§ **Assignment**: Exactly reproduce the data from its first line through the line with "Find the window", leaving out every line after it.

(Source records)
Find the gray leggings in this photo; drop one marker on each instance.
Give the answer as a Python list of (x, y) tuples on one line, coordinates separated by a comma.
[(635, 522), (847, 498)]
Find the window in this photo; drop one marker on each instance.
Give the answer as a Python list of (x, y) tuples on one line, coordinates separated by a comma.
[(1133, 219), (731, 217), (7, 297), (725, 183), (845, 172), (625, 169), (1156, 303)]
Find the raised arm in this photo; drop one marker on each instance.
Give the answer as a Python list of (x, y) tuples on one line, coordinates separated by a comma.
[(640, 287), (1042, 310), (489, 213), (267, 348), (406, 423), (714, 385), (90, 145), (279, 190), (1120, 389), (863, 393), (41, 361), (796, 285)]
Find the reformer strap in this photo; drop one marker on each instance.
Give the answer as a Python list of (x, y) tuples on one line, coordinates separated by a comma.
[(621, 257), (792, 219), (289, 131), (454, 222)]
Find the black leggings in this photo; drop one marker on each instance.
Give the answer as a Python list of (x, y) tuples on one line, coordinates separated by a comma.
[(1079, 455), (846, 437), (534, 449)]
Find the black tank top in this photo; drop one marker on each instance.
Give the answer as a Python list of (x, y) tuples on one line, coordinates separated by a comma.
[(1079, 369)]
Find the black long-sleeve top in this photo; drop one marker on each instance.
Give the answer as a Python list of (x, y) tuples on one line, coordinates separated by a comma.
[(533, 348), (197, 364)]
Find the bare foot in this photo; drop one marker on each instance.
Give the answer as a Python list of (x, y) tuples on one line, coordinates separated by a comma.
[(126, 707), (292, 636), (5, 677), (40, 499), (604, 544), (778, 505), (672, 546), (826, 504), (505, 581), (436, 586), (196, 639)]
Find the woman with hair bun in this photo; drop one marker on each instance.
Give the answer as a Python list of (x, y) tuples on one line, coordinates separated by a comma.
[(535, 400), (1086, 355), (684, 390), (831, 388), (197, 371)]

§ **Result for this task**:
Find the gray leggings in this photo; drop one marker on each instance.
Give the answer as a Python list of (x, y) tuples on one line, coordinates separated by a comma.
[(635, 522), (847, 498)]
Find the window in this photo; drop one marker on each instance.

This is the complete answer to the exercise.